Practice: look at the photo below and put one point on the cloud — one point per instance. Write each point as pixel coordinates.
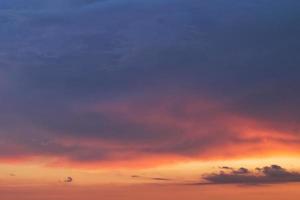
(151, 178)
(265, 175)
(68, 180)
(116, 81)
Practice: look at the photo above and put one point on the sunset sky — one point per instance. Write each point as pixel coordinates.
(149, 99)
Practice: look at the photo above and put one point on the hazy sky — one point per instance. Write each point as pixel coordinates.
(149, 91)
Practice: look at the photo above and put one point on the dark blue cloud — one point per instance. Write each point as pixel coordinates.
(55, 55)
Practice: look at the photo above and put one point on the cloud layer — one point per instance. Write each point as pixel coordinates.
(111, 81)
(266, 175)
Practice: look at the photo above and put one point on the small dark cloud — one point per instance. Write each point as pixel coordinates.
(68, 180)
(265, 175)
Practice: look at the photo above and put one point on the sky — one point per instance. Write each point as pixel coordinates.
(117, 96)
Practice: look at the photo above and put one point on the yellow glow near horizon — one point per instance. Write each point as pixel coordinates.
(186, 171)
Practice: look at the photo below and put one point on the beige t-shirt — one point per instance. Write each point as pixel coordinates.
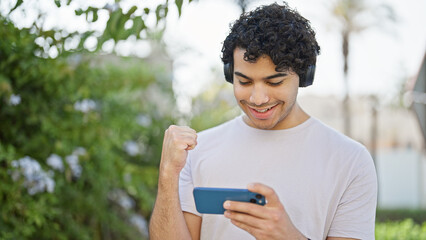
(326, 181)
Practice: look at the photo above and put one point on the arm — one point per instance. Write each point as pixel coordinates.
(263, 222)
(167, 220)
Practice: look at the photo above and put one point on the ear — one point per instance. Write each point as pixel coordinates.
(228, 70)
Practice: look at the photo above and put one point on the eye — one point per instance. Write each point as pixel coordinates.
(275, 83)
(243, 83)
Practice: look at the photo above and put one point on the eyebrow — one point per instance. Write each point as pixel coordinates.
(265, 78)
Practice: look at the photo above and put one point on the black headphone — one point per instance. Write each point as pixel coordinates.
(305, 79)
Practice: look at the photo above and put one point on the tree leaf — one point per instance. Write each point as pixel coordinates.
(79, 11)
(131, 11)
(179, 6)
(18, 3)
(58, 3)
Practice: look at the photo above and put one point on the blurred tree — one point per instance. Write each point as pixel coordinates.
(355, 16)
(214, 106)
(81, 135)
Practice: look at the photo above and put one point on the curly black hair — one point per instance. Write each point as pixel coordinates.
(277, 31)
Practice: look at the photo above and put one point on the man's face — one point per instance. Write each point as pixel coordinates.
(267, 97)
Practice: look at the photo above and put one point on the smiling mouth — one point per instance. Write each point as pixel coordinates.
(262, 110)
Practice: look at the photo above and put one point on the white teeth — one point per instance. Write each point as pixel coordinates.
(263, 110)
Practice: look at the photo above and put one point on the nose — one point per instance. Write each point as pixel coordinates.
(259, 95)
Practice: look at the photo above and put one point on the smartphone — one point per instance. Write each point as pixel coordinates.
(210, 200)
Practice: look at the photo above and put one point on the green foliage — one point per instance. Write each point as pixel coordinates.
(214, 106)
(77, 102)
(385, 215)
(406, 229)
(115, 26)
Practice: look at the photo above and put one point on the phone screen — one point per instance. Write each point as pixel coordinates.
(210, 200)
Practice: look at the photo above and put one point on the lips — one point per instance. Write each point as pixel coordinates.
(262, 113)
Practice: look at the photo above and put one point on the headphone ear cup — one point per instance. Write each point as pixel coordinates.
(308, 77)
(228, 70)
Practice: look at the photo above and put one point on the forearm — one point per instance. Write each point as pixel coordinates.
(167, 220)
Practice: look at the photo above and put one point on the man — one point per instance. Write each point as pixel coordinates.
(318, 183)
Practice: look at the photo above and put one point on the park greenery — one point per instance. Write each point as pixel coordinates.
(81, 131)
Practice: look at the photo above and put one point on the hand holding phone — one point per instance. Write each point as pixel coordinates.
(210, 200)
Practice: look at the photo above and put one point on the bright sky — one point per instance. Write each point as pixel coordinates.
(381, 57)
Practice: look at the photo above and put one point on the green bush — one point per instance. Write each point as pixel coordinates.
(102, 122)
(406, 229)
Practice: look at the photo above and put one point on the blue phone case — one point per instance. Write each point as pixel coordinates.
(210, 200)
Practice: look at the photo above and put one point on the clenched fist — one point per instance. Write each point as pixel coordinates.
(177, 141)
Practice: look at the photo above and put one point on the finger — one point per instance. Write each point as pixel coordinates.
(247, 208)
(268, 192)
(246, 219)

==

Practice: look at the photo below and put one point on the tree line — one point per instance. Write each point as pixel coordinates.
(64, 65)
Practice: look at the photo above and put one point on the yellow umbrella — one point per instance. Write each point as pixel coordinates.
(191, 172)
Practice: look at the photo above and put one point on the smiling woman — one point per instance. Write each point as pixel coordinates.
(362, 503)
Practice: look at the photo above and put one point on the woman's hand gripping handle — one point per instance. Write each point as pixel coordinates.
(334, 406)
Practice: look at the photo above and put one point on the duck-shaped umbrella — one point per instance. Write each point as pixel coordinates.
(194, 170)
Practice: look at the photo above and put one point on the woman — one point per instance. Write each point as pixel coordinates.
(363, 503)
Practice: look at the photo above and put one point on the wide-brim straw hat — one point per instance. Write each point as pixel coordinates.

What the task asks: Extract from the records above the lines from the one containing "the woman —" to the one containing "on the wide-brim", both lines included, exactly as they appear and with nothing else.

Answer to the exercise:
Practice: look at the photo above and put one point on the woman — one point per instance. Write each point as pixel coordinates.
(363, 503)
Practice: look at the photo above and put one point on the wide-brim straw hat — one point per instance. Write each point as pixel coordinates.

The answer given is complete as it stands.